Consigne — Relevez dans l'extrait sur Soulac-sur-Mer toutes les causes qui ont fait tomber la basilique en ruine.

Extrait fourni —
◆ ◆ ◆
J’aborde enfin Soulac-sur-Mer et sa basilique Notre-Dame-de-la-fin-des-Terres. Datant du XIIe siècle, elle est tombée en ruine, victime des guerres de religion, de l’érosion des côtes et des éléments. Abandonnée en ruines, elle est engloutie dans le sable et seul le clocher dépasse, servant de repère aux navigateurs. Le village d’alors avait même déménagé pour un endroit mieux protégé dans les terres.

Elle demeurera ensevelie pendant un siècle avant d’être exhumée et restaurée pour lui donner l’aspect qu’elle présente aujourd’hui. Simple et efficace, austère à l’extérieure mais chaleureuse à l’intérieur, elle marque le départ du Chemin des Anglais.

Mon hôtesse, Monique, habite à quelques centaines de mètres. Elle aussi est une ancienne pèlerine. Elle l’a même réalisé à deux reprises. Elle met à ma disposition un petit studio tout équipé avec tout le confort nécessaire. Je suis comme un coq en pâte. J’en profite pour me reposer le plus complètement possible, pour rassembler mes forces pour les jours à venir.

Jour 16 – 13/10/2018
Soulac-sur-Mer – Montalivet

Je quitte Soulac-sur-Mer reposé mais à regret. J’ai eu droit à un accueil des plus chaleureux de la part de Monique. Elle m’a donné quelques conseils, notamment celui de m’arrêter à une auberge spécifique à Güemes, en Cantabrie. Je reprends la route après que pour la première fois, je sois gratifié d’un « Buen Camino », Bon chemin en espagnol.
◆ ◆ ◆
Données —
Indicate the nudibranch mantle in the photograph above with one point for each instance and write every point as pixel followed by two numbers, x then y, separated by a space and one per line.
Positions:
◆ ◆ ◆
Réponse —
- les guerres de religion
- l'érosion des côtes
- les éléments